**Image box annotation data:**

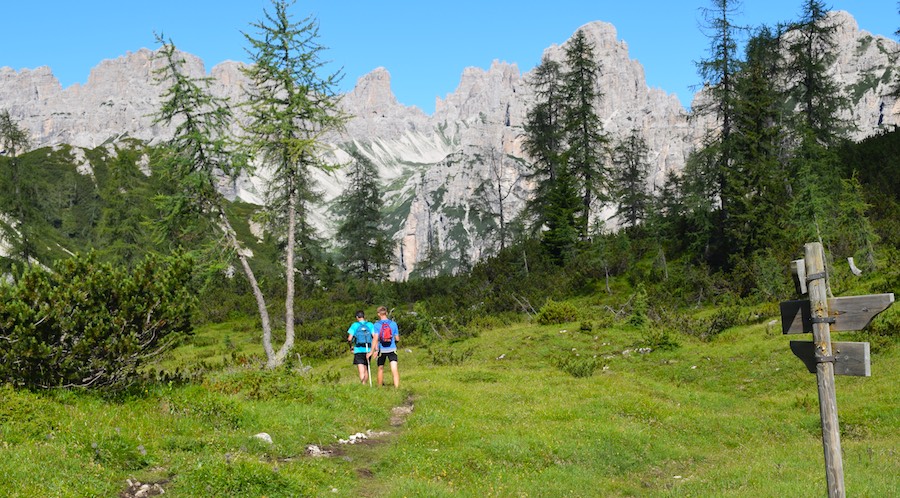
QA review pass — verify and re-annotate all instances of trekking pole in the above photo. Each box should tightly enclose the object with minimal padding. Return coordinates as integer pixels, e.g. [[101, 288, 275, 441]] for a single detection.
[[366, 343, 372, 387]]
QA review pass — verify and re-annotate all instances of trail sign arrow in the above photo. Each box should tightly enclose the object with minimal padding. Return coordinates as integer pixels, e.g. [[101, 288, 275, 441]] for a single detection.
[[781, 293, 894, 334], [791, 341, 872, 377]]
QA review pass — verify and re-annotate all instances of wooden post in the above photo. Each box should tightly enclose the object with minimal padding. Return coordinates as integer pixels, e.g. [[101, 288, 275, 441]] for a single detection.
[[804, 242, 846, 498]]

**What you will do:**
Change every "minimal padding" in the data above to "no extra padding" and leave the rest of the data as it is. Leave out the pictures.

**Result of this exercise:**
QA review pass — verify and re-annotate all instances of trekking pole in the above photo. Each box should tightly enclose the object with no extra padding. Return coordinates as integer pixels, e.g. [[101, 288, 275, 441]] for a single detection.
[[366, 343, 372, 387]]
QA review pass — verify and re-annotate all instances of trail sign arrow in the above photo. Each box should tightly enclose the object with no extra padding. Return coordinates as integer pixels, e.g. [[101, 288, 275, 441]] for a single detection.
[[781, 293, 894, 334], [791, 341, 872, 377]]
QA review pass — verify and re-annotate all instances of wooden post in the above photo. Each box should tightly enclose the object with no extra padding. Return coordinates as integer pixels, e.g. [[101, 288, 275, 441]] for a single detection.
[[804, 242, 846, 498]]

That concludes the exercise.